§ EXERCISE INSTRUCTIONS
Quote each line exactly, from the line that contains "[trace] wooden signboard -> outlines" down to the last line of the listing, and no other lines.

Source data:
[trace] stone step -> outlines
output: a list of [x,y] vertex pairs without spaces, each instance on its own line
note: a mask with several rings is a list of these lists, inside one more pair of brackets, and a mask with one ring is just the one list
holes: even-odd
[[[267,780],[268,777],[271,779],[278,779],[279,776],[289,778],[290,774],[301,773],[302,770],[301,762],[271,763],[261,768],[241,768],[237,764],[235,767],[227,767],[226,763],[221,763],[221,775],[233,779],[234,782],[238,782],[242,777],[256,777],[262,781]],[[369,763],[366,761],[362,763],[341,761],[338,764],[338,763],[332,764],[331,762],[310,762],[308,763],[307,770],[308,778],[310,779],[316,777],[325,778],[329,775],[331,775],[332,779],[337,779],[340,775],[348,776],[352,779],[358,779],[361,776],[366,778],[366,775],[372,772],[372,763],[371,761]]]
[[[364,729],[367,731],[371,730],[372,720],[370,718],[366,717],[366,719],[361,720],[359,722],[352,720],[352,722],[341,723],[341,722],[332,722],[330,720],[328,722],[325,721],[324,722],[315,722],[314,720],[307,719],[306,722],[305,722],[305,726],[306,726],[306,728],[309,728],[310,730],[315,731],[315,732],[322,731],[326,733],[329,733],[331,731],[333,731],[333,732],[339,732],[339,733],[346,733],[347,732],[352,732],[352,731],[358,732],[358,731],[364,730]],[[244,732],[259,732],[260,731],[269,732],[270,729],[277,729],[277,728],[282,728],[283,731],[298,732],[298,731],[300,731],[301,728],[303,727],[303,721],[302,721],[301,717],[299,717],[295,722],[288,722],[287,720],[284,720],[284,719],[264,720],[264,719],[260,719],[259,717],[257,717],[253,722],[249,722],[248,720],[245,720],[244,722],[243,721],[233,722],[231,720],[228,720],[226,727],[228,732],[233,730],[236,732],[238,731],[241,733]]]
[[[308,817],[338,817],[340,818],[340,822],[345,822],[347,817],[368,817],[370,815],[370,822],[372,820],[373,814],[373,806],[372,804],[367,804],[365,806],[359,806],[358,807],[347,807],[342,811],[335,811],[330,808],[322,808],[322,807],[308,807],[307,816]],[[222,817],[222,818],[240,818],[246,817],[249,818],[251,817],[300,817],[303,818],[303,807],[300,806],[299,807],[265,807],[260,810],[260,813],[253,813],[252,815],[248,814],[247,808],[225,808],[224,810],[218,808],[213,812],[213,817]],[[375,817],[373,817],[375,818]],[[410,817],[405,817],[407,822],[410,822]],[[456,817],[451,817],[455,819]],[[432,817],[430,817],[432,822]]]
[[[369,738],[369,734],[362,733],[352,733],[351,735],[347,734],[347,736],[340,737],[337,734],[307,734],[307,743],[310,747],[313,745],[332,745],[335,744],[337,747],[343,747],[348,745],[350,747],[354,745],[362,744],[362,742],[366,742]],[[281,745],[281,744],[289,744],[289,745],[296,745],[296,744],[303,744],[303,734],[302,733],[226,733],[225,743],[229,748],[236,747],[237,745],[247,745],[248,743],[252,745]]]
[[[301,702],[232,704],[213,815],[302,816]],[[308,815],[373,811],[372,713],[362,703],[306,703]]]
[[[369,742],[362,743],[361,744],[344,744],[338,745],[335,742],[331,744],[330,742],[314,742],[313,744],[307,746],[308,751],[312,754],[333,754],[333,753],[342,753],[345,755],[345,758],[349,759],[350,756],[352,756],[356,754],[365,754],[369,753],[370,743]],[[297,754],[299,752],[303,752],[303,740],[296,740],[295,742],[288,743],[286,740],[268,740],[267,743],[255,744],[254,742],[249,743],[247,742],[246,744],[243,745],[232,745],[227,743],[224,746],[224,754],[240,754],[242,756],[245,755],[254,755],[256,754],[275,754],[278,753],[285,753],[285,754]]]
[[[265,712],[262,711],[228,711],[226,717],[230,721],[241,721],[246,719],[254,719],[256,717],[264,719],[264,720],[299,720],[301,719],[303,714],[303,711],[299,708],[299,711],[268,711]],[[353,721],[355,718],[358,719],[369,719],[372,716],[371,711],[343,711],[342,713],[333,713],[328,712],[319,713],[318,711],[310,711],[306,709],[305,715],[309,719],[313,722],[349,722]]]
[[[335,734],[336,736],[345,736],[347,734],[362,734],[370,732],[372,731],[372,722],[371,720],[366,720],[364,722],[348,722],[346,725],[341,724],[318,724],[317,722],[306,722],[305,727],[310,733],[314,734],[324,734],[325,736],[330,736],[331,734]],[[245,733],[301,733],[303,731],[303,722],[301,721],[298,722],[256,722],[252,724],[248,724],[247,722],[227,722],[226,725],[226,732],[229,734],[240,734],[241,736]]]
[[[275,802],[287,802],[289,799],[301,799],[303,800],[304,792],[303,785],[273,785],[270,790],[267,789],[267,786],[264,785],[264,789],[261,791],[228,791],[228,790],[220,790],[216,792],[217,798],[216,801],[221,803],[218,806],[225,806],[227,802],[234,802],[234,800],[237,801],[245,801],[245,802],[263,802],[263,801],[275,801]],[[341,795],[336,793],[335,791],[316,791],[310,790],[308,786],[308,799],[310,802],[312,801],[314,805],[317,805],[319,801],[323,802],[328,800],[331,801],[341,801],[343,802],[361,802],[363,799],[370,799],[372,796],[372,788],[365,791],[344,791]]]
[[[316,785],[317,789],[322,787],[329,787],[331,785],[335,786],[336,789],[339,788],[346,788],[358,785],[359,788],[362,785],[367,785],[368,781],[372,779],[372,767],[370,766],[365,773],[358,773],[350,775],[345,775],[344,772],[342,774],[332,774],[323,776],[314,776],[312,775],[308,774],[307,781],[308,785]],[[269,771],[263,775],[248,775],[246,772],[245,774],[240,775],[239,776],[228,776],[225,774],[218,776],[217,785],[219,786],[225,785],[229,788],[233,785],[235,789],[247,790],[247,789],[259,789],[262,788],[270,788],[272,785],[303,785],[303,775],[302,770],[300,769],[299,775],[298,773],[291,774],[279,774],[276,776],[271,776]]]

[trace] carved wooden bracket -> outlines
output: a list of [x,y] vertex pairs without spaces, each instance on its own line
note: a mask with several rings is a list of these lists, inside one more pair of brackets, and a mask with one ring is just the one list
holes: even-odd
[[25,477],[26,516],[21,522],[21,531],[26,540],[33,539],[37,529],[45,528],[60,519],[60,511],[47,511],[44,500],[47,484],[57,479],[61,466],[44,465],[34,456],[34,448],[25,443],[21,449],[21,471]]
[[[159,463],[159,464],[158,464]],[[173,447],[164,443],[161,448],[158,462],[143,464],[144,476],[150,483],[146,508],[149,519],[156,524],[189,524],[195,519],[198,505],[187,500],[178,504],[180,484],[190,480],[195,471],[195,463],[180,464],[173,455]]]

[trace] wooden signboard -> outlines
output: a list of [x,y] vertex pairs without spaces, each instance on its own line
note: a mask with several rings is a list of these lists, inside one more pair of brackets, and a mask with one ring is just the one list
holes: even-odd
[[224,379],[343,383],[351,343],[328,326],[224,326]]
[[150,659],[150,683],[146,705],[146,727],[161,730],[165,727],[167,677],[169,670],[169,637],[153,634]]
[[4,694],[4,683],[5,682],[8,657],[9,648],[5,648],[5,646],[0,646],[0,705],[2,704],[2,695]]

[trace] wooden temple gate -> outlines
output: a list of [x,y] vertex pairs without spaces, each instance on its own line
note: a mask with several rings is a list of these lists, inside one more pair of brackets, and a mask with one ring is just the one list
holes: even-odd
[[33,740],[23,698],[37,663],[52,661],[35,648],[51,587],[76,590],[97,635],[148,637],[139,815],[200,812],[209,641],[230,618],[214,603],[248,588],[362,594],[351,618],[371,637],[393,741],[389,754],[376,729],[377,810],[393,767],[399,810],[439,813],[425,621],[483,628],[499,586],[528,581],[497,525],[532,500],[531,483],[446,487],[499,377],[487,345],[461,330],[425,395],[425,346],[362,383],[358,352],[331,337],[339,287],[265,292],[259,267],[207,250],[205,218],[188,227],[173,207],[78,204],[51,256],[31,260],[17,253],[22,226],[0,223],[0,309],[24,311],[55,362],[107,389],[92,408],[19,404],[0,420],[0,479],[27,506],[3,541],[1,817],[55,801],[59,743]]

§ FULL ANSWER
[trace] wooden signboard -> outlines
output: a list of [x,y] vertex pairs without spaces, each instance on its own line
note: a mask with several rings is a list of these lists, inside one more pair of brackets, and a mask with one ring is just the one list
holes: even-odd
[[224,379],[343,383],[351,343],[328,326],[224,326]]
[[150,659],[150,683],[146,705],[146,727],[161,730],[165,727],[167,677],[169,670],[169,637],[153,634]]
[[4,694],[4,683],[5,682],[8,657],[9,648],[5,648],[5,646],[0,646],[0,705],[2,704],[2,695]]

[trace] wooden temple gate -> outlines
output: a list of [x,y] vertex pairs without spaces, each instance on its own line
note: a mask with several rings is a list of these lists, inside one more pair of brackets, and a mask with one ring is just the one list
holes: even-odd
[[33,740],[23,698],[37,663],[52,661],[35,648],[51,587],[76,590],[97,635],[148,637],[139,815],[200,812],[209,641],[230,618],[214,603],[248,588],[362,594],[351,618],[371,637],[393,741],[389,754],[376,729],[377,810],[393,767],[399,810],[439,813],[425,621],[483,628],[499,586],[528,581],[497,525],[532,500],[531,483],[446,487],[499,377],[487,345],[461,330],[425,395],[425,346],[362,383],[358,352],[331,337],[339,287],[265,292],[259,267],[207,250],[205,218],[188,227],[173,207],[78,204],[51,256],[31,260],[17,253],[22,226],[0,223],[0,309],[24,311],[55,362],[107,389],[92,408],[19,404],[0,420],[0,479],[27,506],[3,541],[1,817],[55,801],[59,743]]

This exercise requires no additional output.